-- Start Text excerpt --

One significant point of difference with Australian Golf Digest’s recent Top 100 rankings is the absence of golf course architects from the judging panel. It should be noted that Oliver – co-designer of the highly acclaimed Cape Wickham – serves in a non-voting capacity.
We concluded that architects have a vested interest in seeing their courses ranked highly. It stands to reason that having them on the panel would compromise the integrity of the ranking. Subsequently, the positive feedback since omitting course architects provides us with ammunition to claim Digest’s Top 100 is the undisputed benchmark for Australian course rankings.
From Resorts to Rocky Coastlines
Golfers in Australia have witnessed an incredible boom during the past 36 years. There are 53 courses in this year’s Top 100 that didn’t exist in 1980. (On top of that, several other courses have undergone major reconstruction that makes them virtually unrecognisable.)
Firstly, there was the sudden influx of resort courses in South-east Queensland and around Perth during the 1980s and 1990s. Peter Thomson, Mike Wolveridge, Ross Perrett, Graham Marsh, Ross Watson and the American Robert Trent Jones Jr all rode the wave of expansion. The great Jack Nicklaus even left his mark.
Next we saw the arrival and phenomenal growth of residential golf developments, which we’ve come to refer to as Living On The Fairway. The propagation of golf estates from America can be traced back to 1989 on the Gold Coast with the opening of an Arnold Palmer layout at the epicentre of the Sanctuary Cove master-planned community.
Property developers saw golf as a means to add value to housing estates. Between 2000 and 2012, more than 40 courses were built with some sort of residential component attached to them. Greg Norman and his former design partner Bob Harrison were at the forefront through Medallist Developments, a joint venture between Macquarie Bank and Great White Shark Enterprises.
But the juxtaposition of real estate and golf course has a somewhat artificial connection. It may go some way to explain why the world rediscovered links golf, the most natural form of the game with its roots in Scotland.

-- End Text excerpt --
-- Start Information supplied --

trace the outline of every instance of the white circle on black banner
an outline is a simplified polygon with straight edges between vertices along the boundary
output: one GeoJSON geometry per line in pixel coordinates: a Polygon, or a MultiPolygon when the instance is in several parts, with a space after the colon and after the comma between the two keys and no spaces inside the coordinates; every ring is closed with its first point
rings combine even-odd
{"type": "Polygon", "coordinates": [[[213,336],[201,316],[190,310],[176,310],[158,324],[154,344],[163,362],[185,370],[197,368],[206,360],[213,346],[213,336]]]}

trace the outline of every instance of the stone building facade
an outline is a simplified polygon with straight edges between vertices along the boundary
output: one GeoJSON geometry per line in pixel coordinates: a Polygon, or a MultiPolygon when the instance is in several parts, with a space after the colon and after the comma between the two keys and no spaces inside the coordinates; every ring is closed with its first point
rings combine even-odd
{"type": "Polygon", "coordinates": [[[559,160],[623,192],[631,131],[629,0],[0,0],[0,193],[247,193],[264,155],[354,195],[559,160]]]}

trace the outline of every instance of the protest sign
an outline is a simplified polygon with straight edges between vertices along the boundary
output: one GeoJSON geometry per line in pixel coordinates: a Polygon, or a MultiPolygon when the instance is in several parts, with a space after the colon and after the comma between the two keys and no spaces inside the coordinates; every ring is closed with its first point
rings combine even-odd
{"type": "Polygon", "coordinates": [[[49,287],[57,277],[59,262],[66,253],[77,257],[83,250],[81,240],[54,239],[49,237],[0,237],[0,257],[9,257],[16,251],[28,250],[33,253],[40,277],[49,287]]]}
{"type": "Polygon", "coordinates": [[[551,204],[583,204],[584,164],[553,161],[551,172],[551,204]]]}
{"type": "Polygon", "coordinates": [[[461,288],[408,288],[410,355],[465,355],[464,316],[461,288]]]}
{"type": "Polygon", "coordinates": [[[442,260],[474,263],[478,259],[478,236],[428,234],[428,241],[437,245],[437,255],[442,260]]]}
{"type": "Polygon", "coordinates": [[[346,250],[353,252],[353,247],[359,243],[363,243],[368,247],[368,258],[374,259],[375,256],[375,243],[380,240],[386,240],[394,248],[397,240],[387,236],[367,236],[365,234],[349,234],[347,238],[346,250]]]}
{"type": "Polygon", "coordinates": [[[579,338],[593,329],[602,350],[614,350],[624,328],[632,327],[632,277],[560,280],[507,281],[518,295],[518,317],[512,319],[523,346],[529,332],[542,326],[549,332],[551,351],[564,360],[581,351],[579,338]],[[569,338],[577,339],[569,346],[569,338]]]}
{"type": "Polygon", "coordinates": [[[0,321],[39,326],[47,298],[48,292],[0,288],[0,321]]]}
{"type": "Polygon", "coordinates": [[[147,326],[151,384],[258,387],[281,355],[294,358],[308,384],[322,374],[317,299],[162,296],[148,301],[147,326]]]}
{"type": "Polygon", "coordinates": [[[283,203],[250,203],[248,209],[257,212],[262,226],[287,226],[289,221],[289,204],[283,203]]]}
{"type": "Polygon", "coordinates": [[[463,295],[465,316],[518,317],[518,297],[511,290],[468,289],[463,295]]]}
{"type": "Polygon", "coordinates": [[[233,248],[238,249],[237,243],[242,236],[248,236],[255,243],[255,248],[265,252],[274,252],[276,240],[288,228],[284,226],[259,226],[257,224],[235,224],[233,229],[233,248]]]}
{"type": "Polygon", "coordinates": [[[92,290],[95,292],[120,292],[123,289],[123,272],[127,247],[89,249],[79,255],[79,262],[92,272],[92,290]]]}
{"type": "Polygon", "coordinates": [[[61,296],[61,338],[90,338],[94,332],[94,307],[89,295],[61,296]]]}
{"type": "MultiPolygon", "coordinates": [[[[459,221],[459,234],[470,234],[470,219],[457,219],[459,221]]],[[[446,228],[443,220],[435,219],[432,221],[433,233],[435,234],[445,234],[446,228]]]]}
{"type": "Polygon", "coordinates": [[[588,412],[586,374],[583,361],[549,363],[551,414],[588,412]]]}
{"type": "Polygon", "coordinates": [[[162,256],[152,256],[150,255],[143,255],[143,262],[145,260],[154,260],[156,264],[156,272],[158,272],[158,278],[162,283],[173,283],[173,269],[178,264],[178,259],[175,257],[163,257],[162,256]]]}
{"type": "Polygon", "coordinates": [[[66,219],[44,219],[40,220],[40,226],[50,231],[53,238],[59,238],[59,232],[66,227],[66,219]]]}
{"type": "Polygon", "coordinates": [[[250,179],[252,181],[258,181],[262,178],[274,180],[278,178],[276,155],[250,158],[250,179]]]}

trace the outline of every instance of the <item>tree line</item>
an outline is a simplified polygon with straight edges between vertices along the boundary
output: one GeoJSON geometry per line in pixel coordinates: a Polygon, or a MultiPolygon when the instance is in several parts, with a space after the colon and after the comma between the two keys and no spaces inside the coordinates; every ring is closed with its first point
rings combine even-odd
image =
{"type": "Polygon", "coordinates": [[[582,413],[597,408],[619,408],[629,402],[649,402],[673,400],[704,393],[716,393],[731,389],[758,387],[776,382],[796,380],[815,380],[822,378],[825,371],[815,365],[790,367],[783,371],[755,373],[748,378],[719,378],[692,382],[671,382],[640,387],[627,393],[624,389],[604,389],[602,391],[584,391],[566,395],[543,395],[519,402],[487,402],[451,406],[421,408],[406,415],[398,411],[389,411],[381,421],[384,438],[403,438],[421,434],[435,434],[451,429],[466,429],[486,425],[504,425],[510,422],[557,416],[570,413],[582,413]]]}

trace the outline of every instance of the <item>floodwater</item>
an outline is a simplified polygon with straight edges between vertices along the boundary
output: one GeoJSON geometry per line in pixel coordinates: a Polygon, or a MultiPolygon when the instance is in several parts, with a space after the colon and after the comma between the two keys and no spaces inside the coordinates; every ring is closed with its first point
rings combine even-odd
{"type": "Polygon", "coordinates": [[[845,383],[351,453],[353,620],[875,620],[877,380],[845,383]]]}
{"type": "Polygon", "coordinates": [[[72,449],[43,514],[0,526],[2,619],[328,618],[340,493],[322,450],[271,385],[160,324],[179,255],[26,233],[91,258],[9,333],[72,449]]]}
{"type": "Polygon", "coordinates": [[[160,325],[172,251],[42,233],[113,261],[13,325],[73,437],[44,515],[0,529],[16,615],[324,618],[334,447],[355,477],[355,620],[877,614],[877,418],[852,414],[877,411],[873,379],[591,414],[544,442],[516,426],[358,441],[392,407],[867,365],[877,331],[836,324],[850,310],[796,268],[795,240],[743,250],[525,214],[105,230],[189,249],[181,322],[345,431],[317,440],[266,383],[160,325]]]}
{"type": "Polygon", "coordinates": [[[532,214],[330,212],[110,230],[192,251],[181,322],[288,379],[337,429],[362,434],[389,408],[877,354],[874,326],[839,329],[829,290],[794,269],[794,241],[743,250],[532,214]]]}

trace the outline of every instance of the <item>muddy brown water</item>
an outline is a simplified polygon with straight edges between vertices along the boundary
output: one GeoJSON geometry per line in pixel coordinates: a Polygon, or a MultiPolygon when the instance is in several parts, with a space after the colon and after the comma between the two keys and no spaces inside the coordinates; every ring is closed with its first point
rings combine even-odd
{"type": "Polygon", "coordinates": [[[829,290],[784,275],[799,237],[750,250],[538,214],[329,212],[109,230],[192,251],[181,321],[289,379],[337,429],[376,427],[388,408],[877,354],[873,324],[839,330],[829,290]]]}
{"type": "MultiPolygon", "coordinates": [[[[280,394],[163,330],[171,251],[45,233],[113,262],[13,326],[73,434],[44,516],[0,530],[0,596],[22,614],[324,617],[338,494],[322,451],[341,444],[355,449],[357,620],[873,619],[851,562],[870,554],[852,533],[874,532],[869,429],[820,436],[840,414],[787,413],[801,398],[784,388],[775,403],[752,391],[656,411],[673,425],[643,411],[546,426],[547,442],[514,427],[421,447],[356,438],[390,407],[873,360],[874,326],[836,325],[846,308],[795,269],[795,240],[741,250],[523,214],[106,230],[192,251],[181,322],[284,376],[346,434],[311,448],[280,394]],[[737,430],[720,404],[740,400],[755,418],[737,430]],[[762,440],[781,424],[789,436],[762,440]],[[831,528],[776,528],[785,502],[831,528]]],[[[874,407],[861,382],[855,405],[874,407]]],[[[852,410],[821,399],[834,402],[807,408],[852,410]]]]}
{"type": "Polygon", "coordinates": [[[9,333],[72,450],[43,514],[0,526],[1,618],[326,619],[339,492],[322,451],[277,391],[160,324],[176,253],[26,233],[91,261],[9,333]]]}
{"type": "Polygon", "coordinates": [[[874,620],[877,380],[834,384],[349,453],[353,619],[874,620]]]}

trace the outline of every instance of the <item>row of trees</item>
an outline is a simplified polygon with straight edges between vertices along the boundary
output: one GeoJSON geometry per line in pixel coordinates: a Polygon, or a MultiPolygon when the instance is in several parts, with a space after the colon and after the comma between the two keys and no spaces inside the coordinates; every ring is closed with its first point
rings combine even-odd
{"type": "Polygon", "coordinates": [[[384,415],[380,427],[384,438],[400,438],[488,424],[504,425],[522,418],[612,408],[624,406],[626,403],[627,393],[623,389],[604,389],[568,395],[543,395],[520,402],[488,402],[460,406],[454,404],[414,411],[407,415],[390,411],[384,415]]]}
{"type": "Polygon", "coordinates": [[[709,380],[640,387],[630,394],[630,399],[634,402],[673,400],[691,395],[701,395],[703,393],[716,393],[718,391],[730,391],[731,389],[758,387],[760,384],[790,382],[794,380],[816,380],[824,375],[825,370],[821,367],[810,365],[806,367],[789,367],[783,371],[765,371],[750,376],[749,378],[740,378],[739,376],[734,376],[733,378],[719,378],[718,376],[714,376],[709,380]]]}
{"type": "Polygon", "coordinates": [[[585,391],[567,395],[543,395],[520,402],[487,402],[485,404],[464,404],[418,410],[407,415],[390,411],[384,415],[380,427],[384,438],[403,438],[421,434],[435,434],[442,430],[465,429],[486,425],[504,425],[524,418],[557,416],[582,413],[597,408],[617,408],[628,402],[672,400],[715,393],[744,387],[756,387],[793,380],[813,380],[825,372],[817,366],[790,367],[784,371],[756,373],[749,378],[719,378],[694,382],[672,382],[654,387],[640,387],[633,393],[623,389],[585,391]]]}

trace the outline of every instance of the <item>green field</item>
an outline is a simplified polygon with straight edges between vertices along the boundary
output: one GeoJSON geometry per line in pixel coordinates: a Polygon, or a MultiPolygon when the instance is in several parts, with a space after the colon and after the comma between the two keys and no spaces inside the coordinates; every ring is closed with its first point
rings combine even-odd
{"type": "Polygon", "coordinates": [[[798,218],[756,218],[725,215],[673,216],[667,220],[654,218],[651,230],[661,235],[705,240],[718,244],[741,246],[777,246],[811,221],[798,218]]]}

-- End Information supplied --

▶ _What to work on_:
1: From the golf course text, list every person named as having ridden the wave of resort course expansion in the 1980s and 1990s.
2: Pick up the text on Australian golf course development from its final sentence and continue it.

▶ _Exercise responses_:
1: Peter Thomson, Mike Wolveridge, Ross Perrett, Graham Marsh, Ross Watson, Robert Trent Jones Jr

2:
From pure linksland at Bandon Dunes in Oregon to links-style features on Major championship venues at Whistling Straits and Chambers Bay, the ‘running game’ was back in vogue.
Victoria’s Mornington Peninsula emerged as one of the world’s great destinations for links golf following the construction of The Dunes, The National Golf Club’s Moonah and Ocean courses, Moonah Links (Open and Legends) and St Andrews Beach.
Architects embraced the features of links golf around Australia, from Thirteenth Beach on the Bellarine Peninsula across to Kennedy Bay and The Cut in Western Australia to Magenta Shores on the NSW Central Coast. Mike Clayton built his reputation on remodelling courses with strategic design associated with links golf (although some would argue he made his name by ripping out trees).
The appeal of links golf has dovetailed into a worldwide fascination with golf by the seaside and on the clifftops. Barnbougle Dunes and Lost Farm in northeast Tasmania were pioneers. So, too, Kauri Cliffs and Cape Kidnappers on New Zealand’s North Island.
In 2016, the architecture world is salivating over Cabot Cliffs in Canada’s Nova Scotia, Tara Iti in New Zealand and the sibling rivals of Cape Wickham and Ocean Dunes on King Island. Spectacular-looking courses where it seems an objective was to leave the impression of terrain untouched, unblemished, as if Mother Nature had designed it herself.
How Times Have Changed
It’s interesting how the passage of time impacts upon course architecture. Consider The Australian Golf Club, which underwent a major reconstruction by Jack Nicklaus in 1976 at Kerry Packer’s request to increase the difficulty in preparation for the Australian Open. The result was a layout once rated No.2 in the country.
But over the ensuing decades, the course began to look tired and was in need of an upgrade. Putting surfaces had become infested with Poa annua. The intrusion of trees had altered the strategy of holes, blocking views into features and hazards, hindering play and confusing the look of the golf course. Meanwhile, a plethora of new layouts had made The Australian appear lacklustre by comparison.
The club re-commissioned Nicklaus Design four years ago with modernising the course, incorporating the latest design trends. The re-contouring of green complexes and re-shaping of bunkers is now seamless with the surrounding terrain. Gone are the ubiquitous sand traps – replaced by closely mown swales and ankle-high rough with options to play a bump and run, a flop shot or to putt from off the green. The overall appearance is a clean, well-kept parkland look.
The Australian has now hosted consecutive national championships to almost universal acclaim. The new layout showcases the advances in landscape architecture and agronomy. Nicklaus and his design team – sometimes maligned for a cookie-cutter approach to architecture – have shown how they’ve have kept with the times.
Where To From The Golden Age?
Like the Top 100 ranking, the evolution of course architecture is staggering during the past four decades. It’s been a Golden Age of construction in Australia. So what can we expect from the next 40 years?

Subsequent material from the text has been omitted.